- [OBJECTIVE] Copy the stretch of the listing below from the line containing "Where can the fish" through the end of the listing, keeping the request lines. Multiply every pixel coordinate in the answer points by 1.85 and round to whole numbers, with halves rounded up.
━━━━━━━━━━━━━━━━━━━━
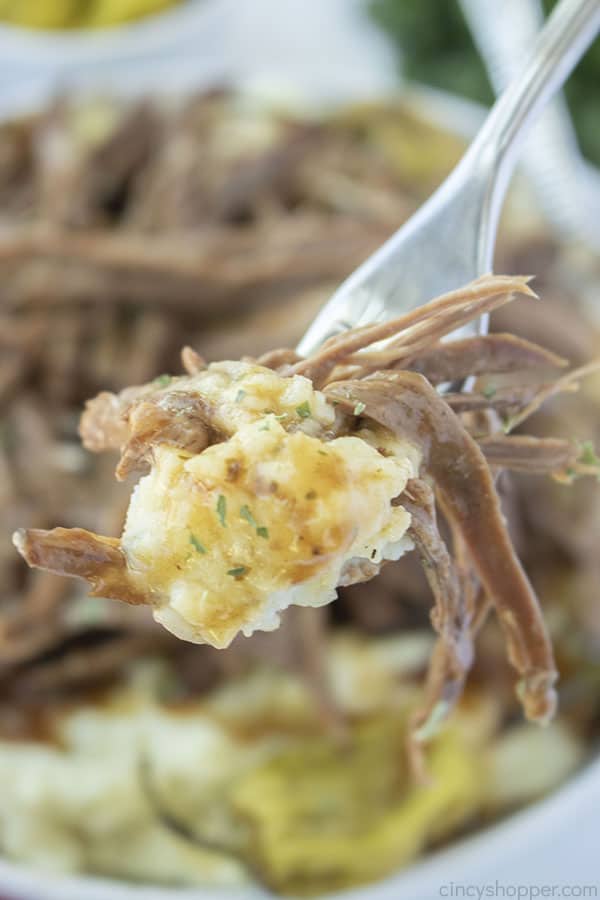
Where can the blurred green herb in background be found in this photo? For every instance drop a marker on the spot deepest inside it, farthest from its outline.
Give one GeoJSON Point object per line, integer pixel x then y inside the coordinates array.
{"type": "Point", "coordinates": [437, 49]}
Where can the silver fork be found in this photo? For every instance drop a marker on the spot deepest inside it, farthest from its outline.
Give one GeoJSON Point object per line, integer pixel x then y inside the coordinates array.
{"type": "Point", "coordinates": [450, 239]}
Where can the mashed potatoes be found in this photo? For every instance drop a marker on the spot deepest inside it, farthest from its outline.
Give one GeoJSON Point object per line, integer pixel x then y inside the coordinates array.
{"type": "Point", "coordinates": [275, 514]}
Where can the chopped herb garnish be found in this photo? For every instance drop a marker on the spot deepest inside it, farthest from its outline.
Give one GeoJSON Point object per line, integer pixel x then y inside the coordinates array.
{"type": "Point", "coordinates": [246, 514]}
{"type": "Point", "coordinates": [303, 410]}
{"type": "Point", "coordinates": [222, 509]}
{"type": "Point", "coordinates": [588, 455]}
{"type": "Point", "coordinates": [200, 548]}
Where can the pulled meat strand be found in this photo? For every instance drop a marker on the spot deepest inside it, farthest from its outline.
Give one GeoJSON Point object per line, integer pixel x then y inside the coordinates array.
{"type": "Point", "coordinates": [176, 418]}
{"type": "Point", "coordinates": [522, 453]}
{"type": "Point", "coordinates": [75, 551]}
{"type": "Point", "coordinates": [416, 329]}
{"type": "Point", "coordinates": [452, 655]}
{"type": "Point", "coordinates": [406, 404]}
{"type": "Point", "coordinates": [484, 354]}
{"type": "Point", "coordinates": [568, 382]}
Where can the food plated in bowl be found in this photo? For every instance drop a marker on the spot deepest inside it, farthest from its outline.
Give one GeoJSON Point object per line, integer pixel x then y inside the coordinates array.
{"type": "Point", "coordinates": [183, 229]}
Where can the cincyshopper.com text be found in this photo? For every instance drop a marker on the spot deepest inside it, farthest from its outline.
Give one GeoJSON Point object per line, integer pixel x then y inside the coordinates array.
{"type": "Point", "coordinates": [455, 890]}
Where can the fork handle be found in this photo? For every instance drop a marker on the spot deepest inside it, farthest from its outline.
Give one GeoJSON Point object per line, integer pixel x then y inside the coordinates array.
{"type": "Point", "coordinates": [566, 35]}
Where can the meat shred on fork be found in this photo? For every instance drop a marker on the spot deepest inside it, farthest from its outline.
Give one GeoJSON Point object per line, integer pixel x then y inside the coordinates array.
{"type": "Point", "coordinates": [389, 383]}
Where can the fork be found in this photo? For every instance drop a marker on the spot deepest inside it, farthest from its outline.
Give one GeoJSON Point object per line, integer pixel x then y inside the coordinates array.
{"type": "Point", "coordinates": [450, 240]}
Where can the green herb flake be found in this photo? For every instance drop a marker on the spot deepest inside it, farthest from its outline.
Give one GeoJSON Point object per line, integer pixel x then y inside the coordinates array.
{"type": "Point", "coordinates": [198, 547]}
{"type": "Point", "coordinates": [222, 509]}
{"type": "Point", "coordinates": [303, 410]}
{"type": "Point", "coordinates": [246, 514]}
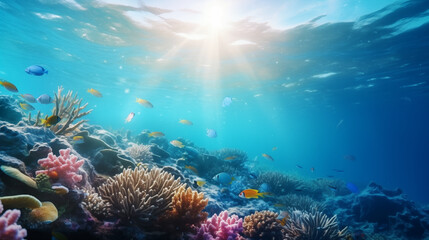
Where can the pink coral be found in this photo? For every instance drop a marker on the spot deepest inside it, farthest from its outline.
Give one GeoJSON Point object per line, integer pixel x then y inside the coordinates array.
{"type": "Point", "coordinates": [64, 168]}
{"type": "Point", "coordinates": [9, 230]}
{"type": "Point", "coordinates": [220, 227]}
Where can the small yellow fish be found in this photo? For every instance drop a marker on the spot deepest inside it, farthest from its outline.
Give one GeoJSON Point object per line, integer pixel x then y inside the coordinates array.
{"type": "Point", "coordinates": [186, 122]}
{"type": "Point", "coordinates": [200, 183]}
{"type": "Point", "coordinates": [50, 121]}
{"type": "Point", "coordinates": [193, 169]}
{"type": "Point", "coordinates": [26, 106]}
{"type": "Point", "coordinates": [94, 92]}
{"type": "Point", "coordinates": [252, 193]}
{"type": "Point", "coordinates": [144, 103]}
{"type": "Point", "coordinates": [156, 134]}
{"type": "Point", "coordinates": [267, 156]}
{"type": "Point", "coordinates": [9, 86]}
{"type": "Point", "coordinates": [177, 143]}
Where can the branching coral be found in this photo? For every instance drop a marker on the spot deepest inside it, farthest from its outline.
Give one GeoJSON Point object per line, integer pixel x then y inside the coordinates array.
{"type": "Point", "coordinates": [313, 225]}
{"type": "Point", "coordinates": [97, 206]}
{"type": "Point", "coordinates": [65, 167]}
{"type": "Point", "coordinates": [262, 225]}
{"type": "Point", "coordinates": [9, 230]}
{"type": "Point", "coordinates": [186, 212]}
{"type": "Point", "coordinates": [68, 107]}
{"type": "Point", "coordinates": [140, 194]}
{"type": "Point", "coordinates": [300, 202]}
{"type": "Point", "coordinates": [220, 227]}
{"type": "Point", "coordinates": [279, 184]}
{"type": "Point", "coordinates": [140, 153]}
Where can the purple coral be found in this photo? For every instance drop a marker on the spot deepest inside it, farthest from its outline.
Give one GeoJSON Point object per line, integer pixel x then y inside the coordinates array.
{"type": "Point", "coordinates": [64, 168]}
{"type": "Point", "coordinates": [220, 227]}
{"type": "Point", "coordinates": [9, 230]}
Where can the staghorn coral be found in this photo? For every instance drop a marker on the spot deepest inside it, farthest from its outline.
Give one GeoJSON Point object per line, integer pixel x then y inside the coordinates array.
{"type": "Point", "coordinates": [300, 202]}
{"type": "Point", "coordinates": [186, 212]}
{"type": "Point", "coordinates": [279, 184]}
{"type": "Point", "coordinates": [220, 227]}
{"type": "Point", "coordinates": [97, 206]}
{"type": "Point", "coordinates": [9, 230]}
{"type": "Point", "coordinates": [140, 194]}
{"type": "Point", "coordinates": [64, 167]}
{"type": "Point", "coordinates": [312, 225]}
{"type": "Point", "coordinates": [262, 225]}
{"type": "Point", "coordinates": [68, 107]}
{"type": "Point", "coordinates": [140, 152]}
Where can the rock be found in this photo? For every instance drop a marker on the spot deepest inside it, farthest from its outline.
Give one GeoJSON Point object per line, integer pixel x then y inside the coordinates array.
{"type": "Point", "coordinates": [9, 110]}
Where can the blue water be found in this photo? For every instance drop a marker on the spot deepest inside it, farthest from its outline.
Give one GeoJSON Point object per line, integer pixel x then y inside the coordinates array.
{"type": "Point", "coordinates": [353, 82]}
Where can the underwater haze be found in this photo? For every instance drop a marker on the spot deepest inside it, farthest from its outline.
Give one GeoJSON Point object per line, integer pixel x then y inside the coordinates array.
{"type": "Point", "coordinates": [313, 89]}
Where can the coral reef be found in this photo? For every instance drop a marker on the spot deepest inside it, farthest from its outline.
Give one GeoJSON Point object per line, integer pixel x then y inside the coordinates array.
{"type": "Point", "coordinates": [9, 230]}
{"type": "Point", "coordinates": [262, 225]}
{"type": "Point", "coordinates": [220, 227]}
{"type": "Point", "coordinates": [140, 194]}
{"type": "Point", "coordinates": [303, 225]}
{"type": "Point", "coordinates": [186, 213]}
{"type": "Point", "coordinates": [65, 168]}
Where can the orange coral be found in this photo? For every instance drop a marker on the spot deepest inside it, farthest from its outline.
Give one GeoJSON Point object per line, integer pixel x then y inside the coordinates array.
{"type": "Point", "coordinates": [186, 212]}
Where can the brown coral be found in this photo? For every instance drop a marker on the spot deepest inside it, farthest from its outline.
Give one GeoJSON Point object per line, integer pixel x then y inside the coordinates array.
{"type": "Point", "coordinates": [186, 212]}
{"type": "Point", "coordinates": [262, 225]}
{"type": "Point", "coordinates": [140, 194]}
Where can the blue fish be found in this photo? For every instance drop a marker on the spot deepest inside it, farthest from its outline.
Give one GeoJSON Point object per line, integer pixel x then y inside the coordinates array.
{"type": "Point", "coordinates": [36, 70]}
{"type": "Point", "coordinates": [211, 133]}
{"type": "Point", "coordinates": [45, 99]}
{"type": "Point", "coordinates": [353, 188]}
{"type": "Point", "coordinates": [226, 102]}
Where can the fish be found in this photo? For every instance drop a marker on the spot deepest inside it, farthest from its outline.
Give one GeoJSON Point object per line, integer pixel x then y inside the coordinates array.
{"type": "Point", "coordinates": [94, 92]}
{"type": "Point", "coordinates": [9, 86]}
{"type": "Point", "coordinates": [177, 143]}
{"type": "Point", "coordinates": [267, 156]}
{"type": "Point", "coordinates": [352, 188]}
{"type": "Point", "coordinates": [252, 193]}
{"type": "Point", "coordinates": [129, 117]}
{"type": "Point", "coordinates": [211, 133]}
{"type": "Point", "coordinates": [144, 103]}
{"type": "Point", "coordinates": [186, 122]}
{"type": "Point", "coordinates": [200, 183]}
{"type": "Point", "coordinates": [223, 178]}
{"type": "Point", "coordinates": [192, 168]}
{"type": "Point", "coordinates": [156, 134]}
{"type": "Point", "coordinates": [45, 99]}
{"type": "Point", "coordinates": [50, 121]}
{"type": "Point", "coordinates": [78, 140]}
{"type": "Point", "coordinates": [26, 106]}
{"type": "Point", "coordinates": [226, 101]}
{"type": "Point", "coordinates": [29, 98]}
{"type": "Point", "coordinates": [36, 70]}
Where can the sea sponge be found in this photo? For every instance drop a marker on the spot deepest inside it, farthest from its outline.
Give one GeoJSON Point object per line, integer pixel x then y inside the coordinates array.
━━━━━━━━━━━━━━━━━━━━
- [TASK RESULT]
Where can the fish be found in this photo? For every instance drop a marker on the spot deepest inside it, farthest from its outline.
Give one GeoJSON Point object per line, integer pixel x then y inside the coordinates array.
{"type": "Point", "coordinates": [174, 170]}
{"type": "Point", "coordinates": [17, 159]}
{"type": "Point", "coordinates": [327, 265]}
{"type": "Point", "coordinates": [494, 289]}
{"type": "Point", "coordinates": [651, 348]}
{"type": "Point", "coordinates": [466, 357]}
{"type": "Point", "coordinates": [239, 216]}
{"type": "Point", "coordinates": [390, 246]}
{"type": "Point", "coordinates": [266, 191]}
{"type": "Point", "coordinates": [344, 226]}
{"type": "Point", "coordinates": [370, 339]}
{"type": "Point", "coordinates": [413, 329]}
{"type": "Point", "coordinates": [355, 311]}
{"type": "Point", "coordinates": [289, 248]}
{"type": "Point", "coordinates": [83, 183]}
{"type": "Point", "coordinates": [93, 224]}
{"type": "Point", "coordinates": [144, 259]}
{"type": "Point", "coordinates": [48, 196]}
{"type": "Point", "coordinates": [418, 187]}
{"type": "Point", "coordinates": [54, 181]}
{"type": "Point", "coordinates": [67, 130]}
Where can the sea sponge be found in this photo? For every instance drop a marker on the spot deepest inside it, farthest from its outline.
Give one GeoJSON Point object per line, integer pixel x then y inside the coordinates array.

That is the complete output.